→ Required action
Search the data for the string "facade" and gather each line it is in.

[Saved entries]

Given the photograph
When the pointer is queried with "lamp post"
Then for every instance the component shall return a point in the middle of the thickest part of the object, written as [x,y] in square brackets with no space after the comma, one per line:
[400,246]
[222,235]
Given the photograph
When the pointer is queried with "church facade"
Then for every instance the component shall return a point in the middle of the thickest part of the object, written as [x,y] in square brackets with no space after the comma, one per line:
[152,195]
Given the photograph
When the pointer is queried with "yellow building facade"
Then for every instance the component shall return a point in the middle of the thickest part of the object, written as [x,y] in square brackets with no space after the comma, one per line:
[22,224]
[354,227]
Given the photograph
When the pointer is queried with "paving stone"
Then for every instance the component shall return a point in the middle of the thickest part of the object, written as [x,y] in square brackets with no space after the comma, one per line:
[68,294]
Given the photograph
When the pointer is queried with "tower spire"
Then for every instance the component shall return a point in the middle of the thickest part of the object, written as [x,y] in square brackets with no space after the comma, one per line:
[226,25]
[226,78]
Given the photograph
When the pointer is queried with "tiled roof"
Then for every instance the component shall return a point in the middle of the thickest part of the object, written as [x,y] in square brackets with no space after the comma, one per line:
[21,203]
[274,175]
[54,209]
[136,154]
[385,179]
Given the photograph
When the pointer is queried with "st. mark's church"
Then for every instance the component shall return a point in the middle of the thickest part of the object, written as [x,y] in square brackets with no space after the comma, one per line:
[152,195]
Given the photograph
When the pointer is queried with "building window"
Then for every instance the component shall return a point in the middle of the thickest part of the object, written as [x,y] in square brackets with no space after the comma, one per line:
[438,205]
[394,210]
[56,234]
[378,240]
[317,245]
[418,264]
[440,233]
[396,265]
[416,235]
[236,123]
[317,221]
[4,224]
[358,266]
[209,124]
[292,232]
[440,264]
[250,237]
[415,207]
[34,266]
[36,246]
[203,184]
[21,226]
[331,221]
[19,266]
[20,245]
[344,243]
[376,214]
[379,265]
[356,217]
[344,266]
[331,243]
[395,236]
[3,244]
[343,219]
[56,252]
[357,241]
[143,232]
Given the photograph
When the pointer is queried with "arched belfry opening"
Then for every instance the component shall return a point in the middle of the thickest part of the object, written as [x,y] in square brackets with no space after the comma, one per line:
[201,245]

→ Result
When the pointer is queried with "church facade"
When the pointer is queried with "yellow building facade"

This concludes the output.